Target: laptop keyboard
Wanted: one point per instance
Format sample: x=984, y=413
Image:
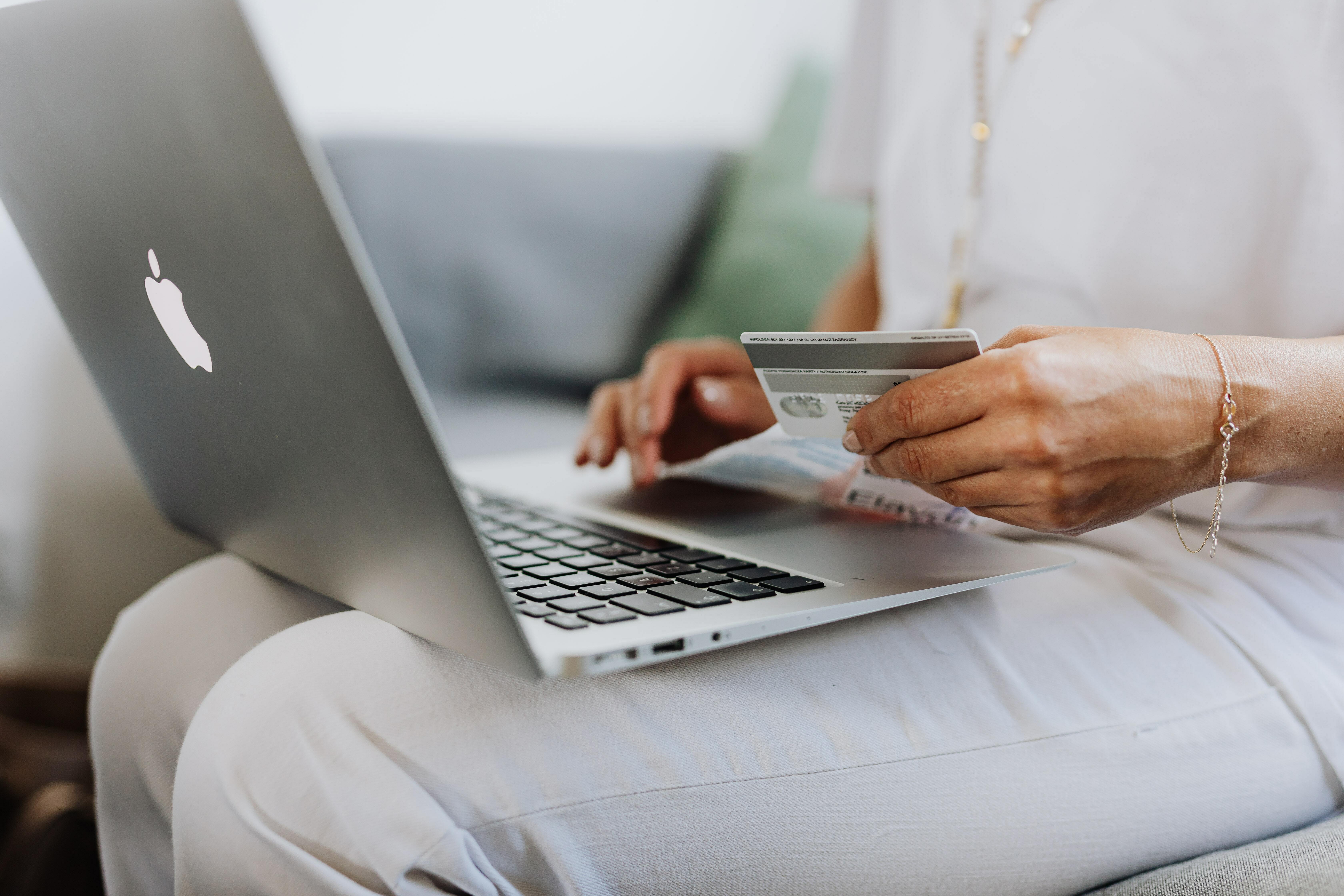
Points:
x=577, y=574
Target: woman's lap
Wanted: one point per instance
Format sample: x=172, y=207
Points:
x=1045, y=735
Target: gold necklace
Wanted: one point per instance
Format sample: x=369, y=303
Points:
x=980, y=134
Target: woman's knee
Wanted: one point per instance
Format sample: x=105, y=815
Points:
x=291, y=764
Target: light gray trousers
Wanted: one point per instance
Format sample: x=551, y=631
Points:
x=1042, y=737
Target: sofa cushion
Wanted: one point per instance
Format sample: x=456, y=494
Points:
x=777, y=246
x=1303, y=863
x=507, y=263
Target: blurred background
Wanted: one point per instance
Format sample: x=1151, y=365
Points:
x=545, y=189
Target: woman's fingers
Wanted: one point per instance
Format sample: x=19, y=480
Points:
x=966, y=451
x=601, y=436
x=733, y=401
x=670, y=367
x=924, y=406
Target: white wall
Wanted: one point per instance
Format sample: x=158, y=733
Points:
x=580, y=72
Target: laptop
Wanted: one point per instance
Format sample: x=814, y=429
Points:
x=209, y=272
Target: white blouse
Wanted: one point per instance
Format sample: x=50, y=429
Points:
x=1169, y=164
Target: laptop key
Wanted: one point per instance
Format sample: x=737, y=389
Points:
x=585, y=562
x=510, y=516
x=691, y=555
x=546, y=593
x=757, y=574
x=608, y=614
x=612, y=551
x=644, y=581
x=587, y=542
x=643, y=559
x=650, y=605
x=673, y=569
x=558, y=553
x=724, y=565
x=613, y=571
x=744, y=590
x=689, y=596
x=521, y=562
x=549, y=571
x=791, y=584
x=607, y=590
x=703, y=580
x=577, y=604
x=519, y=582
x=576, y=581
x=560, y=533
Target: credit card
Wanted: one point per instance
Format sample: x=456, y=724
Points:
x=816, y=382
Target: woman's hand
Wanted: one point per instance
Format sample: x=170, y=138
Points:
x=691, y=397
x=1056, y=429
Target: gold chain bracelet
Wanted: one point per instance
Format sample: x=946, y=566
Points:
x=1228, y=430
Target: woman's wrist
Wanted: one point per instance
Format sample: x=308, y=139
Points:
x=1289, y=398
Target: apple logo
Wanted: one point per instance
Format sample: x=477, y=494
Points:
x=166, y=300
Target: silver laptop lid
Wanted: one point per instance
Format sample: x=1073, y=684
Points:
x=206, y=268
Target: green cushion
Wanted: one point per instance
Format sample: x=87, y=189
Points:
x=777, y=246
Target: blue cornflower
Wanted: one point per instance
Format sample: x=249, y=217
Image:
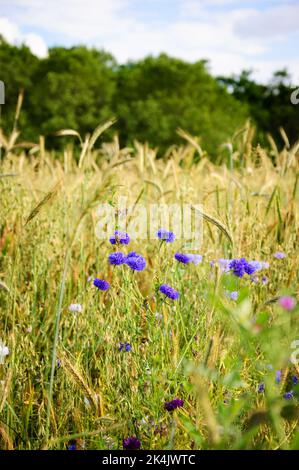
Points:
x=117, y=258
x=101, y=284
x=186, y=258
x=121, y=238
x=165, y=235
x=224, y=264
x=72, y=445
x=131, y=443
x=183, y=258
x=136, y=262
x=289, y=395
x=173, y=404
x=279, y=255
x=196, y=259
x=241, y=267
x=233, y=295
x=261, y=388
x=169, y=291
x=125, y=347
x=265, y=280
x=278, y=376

• [Work required]
Across the material, report every line that has the word "gold".

• [Solution to this problem]
Target: gold necklace
Target: gold chain bracelet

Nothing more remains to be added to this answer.